# Source text:
★ ★ ★

Mean median mode calculator for grouped data

Mean, median and mode

Mean, median, mode are the measures of central tendency. They are also known as averages. Averages are the measures which condense a huge set of numerical data into a single numerical value which is representative of the entire data.

They give us an idea about the concentration of the values in the central part of data. In brief, average of a statistical data is the value of the variable which is representative of the entire population.

Two data sets are not comparable because of the unsystematic variation generally present in the data sets, but constants make it possible to compare the data sets easily.

Averages are very much useful for :

  • describing the distribution in concise manner.
  • comparative study of different distributions.
  • computing various other statistical measures such as dispersion (variation), skewness (lack of symmetry) and so on.

Mean, Median and Mode for grouped data

Let $(x_i,f_i), i=1,2, \cdots , n$ be given frequency distribution.

Sample mean

The mean of $X$ is denoted by $\overline{x}$ and is given by

$$\overline{x} =\dfrac{1}{N}\sum_{i=1}^{n}f_ix_i$$

In case of continuous frequency distribution, $x_i$'s are the mid-values of the respective classes.

Steps for the calculation of Mean

Step 1: Calculate the total frequency $N$.

Step 2: Calculate mid-value for each class as $x=\dfrac{\text{Lower Boundry}+\text{Upper Boundry}}{2}$.

Step 3: Calculate $f*x$.

Step 4: Find the mean using above formula.

Sample median

The median of a frequency distribution is given by

$$\text{Median } = l + \bigg(\dfrac{\frac{N}{2} - F_<}{f}\bigg)\times h$$

where

  • $N$, total number of observations
  • $l$, the lower limit of the median class
  • $f$, frequency of the median class
  • $F_<$, cumulative frequency of the pre median class
  • $h$, the class width

Steps for the calculation of Median

Step 1: Calculate the total frequency $N$.

Step 2: Calculate $\dfrac{N}{2}$.

Step 3: Calculate cumulative frequency. Select Cumulative frequency just greater than or equal to $\dfrac{N}{2}$.

Step 4: The class corresponding to the cumulative frequency selected in Step 3 is the median class.

Step 5: Find the median using above formula.

Sample mode

The mode of the distribution is given by

$$\text{Mode } = l + \bigg(\dfrac{f_m - f_1}{2f_m-f_1-f_2}\bigg)\times h$$

where

  • $l$, the lower limit of the modal class
  • $f_m$, frequency of the modal class
  • $f_1$, frequency of the class pre-modal class
  • $f_2$, frequency of the class post-modal class
  • $h$, the class width

Steps for the calculation of Mode

Step 1: Select the maximum frequency.

Step 2: The class corresponding to the maximum frequency is the modal class.

Step 3: Find the mode using above formula.

★ ★ ★

# Dataset extract:
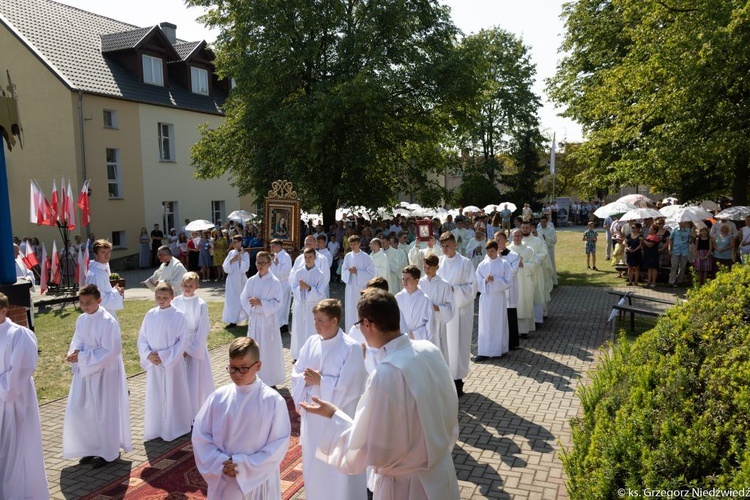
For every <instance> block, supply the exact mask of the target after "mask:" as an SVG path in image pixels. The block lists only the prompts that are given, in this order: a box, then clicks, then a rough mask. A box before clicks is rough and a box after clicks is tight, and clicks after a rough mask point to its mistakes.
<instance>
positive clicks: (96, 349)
mask: <svg viewBox="0 0 750 500" xmlns="http://www.w3.org/2000/svg"><path fill="white" fill-rule="evenodd" d="M101 301H102V299H101V294H100V293H99V289H98V288H97V287H96V285H85V286H84V287H83V288H81V290H80V291H79V292H78V304H79V306H80V307H81V310H82V311H83V314H81V315H80V316H79V317H78V319H77V320H76V329H75V332H74V333H73V339H72V340H71V342H70V349H69V350H68V356H67V357H66V358H65V360H66V361H67V362H68V363H71V368H72V370H73V381H72V383H71V385H70V392H69V393H68V402H67V406H66V409H65V420H64V424H63V453H62V454H63V457H65V458H81V463H88V464H90V466H91V468H94V469H96V468H99V467H103V466H104V465H106V464H107V463H109V462H112V461H114V460H116V459H117V458H118V457H119V456H120V449H121V448H122V449H123V450H124V451H125V452H129V451H131V450H132V449H133V444H132V441H131V437H130V404H129V402H128V385H127V382H126V380H125V365H124V364H123V362H122V343H121V338H120V325H119V324H118V323H117V320H115V319H114V318H113V317H112V316H111V315H110V314H109V313H108V312H107V311H106V310H105V309H104V308H103V307H100V304H101Z"/></svg>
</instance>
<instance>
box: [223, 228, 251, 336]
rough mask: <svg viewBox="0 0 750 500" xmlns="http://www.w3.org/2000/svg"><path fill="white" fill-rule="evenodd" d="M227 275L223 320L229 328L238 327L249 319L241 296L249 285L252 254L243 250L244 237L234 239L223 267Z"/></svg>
mask: <svg viewBox="0 0 750 500" xmlns="http://www.w3.org/2000/svg"><path fill="white" fill-rule="evenodd" d="M221 267H222V268H223V269H224V272H225V273H226V275H227V279H226V285H225V293H224V310H223V312H222V313H221V320H222V321H223V322H224V323H229V325H228V326H229V327H233V326H237V323H240V322H242V321H245V320H246V319H247V313H246V312H245V308H244V307H242V304H241V303H240V294H241V293H242V290H243V289H244V288H245V283H247V271H248V270H249V269H250V254H249V253H247V252H245V250H243V248H242V236H240V235H235V236H233V237H232V249H231V250H230V251H229V253H228V254H227V257H226V258H225V259H224V263H223V264H222V266H221Z"/></svg>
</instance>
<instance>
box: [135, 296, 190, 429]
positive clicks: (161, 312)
mask: <svg viewBox="0 0 750 500" xmlns="http://www.w3.org/2000/svg"><path fill="white" fill-rule="evenodd" d="M154 296H155V300H156V304H157V306H156V307H154V308H153V309H151V310H150V311H149V312H147V313H146V317H145V318H143V323H142V324H141V330H140V332H138V354H139V355H140V358H141V368H143V369H144V370H146V403H145V416H144V419H143V439H144V440H145V441H148V440H150V439H155V438H161V439H163V440H164V441H173V440H175V439H177V438H178V437H180V436H182V435H183V434H187V433H188V432H190V426H191V425H192V423H193V411H192V406H191V404H192V403H191V401H192V399H191V396H190V387H188V380H187V365H186V363H185V356H184V354H185V348H186V347H187V328H188V327H187V321H186V319H185V315H184V314H183V313H182V312H181V311H178V310H177V309H176V308H174V307H173V306H172V299H173V297H174V290H172V285H170V284H169V283H166V282H161V283H159V284H158V285H157V286H156V290H155V291H154Z"/></svg>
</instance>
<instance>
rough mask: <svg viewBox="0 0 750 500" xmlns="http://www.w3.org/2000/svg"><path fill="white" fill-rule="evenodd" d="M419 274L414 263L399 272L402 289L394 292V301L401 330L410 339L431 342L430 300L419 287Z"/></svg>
mask: <svg viewBox="0 0 750 500" xmlns="http://www.w3.org/2000/svg"><path fill="white" fill-rule="evenodd" d="M421 275H422V273H420V272H419V269H417V266H414V265H408V266H406V267H405V268H404V270H403V271H402V273H401V281H402V282H403V284H404V289H403V290H401V291H400V292H398V293H397V294H396V302H398V308H399V312H400V313H401V331H402V332H403V333H405V334H406V335H408V336H409V338H410V339H412V340H429V341H430V342H433V338H432V333H433V332H432V330H431V329H430V325H431V323H432V301H431V300H430V298H429V297H428V296H427V295H426V294H425V293H424V292H423V291H422V290H421V289H420V288H419V278H421V277H422V276H421ZM433 343H434V342H433Z"/></svg>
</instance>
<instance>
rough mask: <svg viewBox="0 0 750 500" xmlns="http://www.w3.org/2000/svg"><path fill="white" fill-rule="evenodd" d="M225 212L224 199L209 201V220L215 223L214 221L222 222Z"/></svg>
mask: <svg viewBox="0 0 750 500" xmlns="http://www.w3.org/2000/svg"><path fill="white" fill-rule="evenodd" d="M225 212H226V208H225V203H224V200H214V201H212V202H211V217H212V219H211V222H213V223H214V224H216V221H219V220H220V221H222V222H224V213H225Z"/></svg>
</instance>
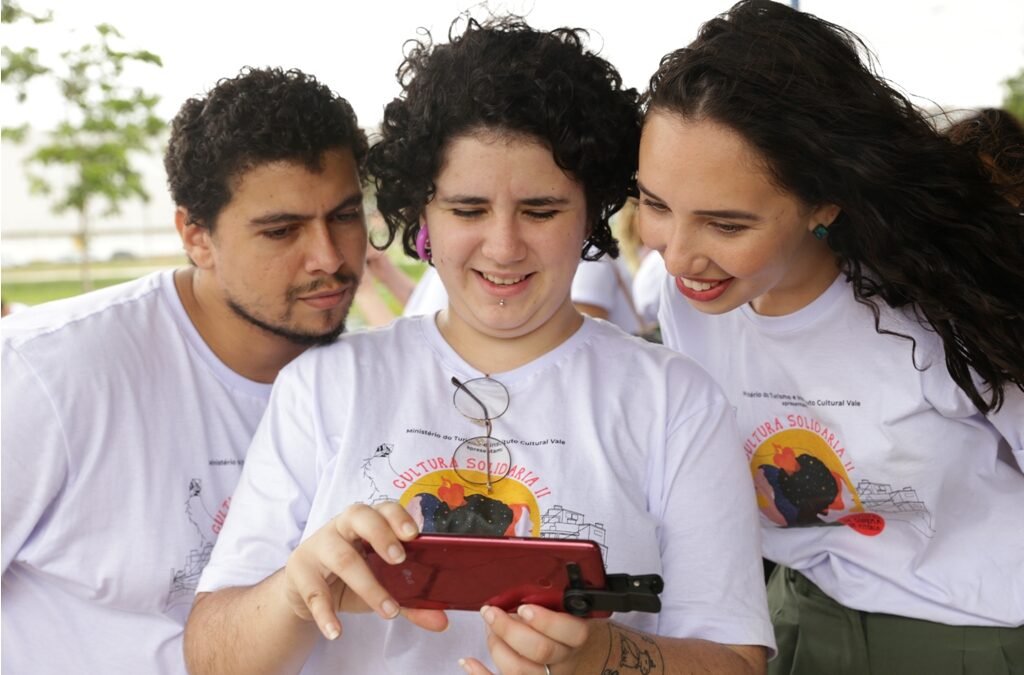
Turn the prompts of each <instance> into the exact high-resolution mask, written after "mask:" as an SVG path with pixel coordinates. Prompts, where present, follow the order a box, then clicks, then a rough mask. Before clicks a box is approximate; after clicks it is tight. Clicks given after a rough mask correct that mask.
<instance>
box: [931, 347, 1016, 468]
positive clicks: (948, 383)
mask: <svg viewBox="0 0 1024 675" xmlns="http://www.w3.org/2000/svg"><path fill="white" fill-rule="evenodd" d="M935 343H936V344H935V345H933V348H932V350H931V352H930V353H929V354H928V356H927V357H926V358H925V360H924V363H925V365H926V367H925V368H924V369H922V370H921V376H920V377H921V383H922V390H923V392H924V395H925V399H926V400H927V402H928V403H929V404H930V405H931V406H932V407H933V408H935V410H936V411H938V413H939V414H940V415H942V416H943V417H948V418H952V419H962V420H967V419H970V418H978V419H980V418H981V413H980V412H979V411H978V409H977V407H976V406H975V405H974V403H973V402H972V400H971V399H970V398H969V397H968V395H967V393H966V392H965V391H964V390H963V389H961V388H959V386H958V385H957V384H956V383H955V382H954V381H953V379H952V377H951V376H950V375H949V371H948V370H947V368H946V365H945V355H944V354H945V352H944V351H943V349H942V342H941V341H939V340H938V339H935ZM974 382H975V385H976V386H977V387H978V390H979V391H981V394H982V396H983V397H985V398H990V396H991V393H990V391H989V389H988V387H987V386H986V385H985V383H984V382H982V381H981V378H980V377H978V376H977V375H974ZM1002 393H1004V399H1002V406H1001V407H1000V408H999V410H997V411H991V412H989V413H988V414H987V415H986V416H985V417H986V418H987V419H988V423H989V424H991V425H992V426H993V427H994V428H995V430H996V431H998V432H999V435H1001V436H1002V438H1004V439H1005V440H1006V442H1007V445H1009V446H1010V452H1011V454H1012V455H1013V457H1014V460H1015V461H1016V464H1017V467H1018V468H1019V469H1021V470H1022V471H1024V391H1021V389H1020V387H1017V386H1015V385H1013V384H1010V385H1008V386H1007V387H1006V388H1005V389H1004V390H1002Z"/></svg>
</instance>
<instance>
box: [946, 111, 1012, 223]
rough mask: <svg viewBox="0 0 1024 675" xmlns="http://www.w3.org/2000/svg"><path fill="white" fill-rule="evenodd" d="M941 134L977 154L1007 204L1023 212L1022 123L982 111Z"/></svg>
mask: <svg viewBox="0 0 1024 675" xmlns="http://www.w3.org/2000/svg"><path fill="white" fill-rule="evenodd" d="M943 134H945V136H946V137H948V138H949V140H951V141H953V142H954V143H956V144H957V145H963V146H964V147H966V149H968V150H970V151H971V152H973V153H975V154H976V155H978V157H980V158H981V161H982V164H984V166H985V169H987V170H988V175H989V178H990V179H991V180H992V182H993V183H995V185H996V188H997V189H998V191H999V192H1000V193H1002V196H1004V197H1005V198H1006V199H1007V201H1009V202H1010V203H1011V204H1014V205H1015V206H1017V207H1018V208H1021V209H1024V123H1021V121H1020V120H1019V119H1018V118H1017V116H1015V115H1014V114H1013V113H1011V112H1010V111H1006V110H1001V109H999V108H983V109H981V110H980V111H976V112H974V113H972V114H971V115H968V116H967V117H965V118H963V119H959V120H956V121H955V122H953V123H952V124H950V125H949V127H948V128H946V129H945V130H943Z"/></svg>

★ ★ ★

# Instructions to follow:
Shorten the paragraph of the source text above that begins "Mean, median, mode are the measures" to a single sentence that keeps its main facts.

# Reply to the exercise:
Mean, median and mode, also known as averages, are measures of central tendency that condense a huge set of numerical data into a single value representative of the entire data.